### Problem description
Arrange the material from its start through the line containing "161;5;445;83" as a two-column CSV with the headers instruction and response. Give each line of text and the coordinate lines beneath it a single row, quoting every field and replacing its line breaks with spaces.
= = = =
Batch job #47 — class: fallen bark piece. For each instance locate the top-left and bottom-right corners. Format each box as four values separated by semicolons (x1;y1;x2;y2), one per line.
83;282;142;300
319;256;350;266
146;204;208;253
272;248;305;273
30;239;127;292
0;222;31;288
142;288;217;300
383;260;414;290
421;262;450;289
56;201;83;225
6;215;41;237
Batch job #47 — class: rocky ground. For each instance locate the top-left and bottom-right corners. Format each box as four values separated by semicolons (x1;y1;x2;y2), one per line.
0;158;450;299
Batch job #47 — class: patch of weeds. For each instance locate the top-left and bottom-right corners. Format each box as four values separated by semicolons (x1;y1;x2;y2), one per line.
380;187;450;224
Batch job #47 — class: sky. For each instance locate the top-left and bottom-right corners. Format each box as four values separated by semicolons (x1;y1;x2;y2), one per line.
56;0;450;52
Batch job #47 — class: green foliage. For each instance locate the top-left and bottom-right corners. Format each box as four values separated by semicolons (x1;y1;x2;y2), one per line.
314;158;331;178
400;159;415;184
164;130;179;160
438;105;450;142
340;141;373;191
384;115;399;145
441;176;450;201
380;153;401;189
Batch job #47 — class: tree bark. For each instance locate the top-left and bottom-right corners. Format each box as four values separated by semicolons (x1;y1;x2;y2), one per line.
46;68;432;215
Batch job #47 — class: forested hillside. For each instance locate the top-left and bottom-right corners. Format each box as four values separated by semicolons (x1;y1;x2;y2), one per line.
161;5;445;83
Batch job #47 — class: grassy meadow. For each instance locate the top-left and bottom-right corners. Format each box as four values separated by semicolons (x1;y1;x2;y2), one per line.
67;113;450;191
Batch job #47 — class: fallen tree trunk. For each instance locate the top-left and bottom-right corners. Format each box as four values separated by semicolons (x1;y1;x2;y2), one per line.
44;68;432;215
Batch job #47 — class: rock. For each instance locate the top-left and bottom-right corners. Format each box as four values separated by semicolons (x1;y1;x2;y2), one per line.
= = = =
### Task solution
instruction,response
"Batch job #47 — class: fallen bark piece. For each instance locate the top-left and bottom-right corners. Format each box as four values separated by semicolons (x1;y1;x2;y2), one per line.","83;282;142;300 319;256;350;266 146;204;208;253 272;248;305;273 30;239;127;292 0;222;31;288 142;288;217;300 383;260;414;290 421;262;450;289 56;201;83;225 6;215;41;237"
"Batch job #47 — class: rocky ground. For each instance locate the top-left and bottom-right corners. Format each box as four values separated by semicolons (x1;y1;x2;y2), one per line.","0;158;450;299"
"Batch job #47 — class: patch of weeds. For each instance locate the top-left and bottom-right corners. Format each box as four values separated by semicolons (x1;y1;x2;y2), one per line.","380;187;450;224"
"Batch job #47 — class: sky. For each instance locate the top-left and bottom-right corners. Format each box as four values separated by semicolons (x1;y1;x2;y2), one per line.","56;0;450;52"
"Batch job #47 — class: green foliage. For each instance locate the top-left and bottom-right corners. Format each box as four values separated by semicolons (x1;y1;x2;y2), one per line.","314;158;331;178 400;159;415;184 164;130;179;160 438;105;450;142 340;141;373;191 384;115;399;145 441;176;450;201 380;153;401;189"
"Batch job #47 — class: tree bark. For each instance locate the top-left and bottom-right corners. Format each box as four values separated by semicolons (x1;y1;x2;y2), one per line.","46;68;432;215"
"Batch job #47 — class: forested hillside. For each instance locate the top-left and bottom-right corners. Format each box as four values separated by semicolons (x1;y1;x2;y2), one per line.","161;5;445;83"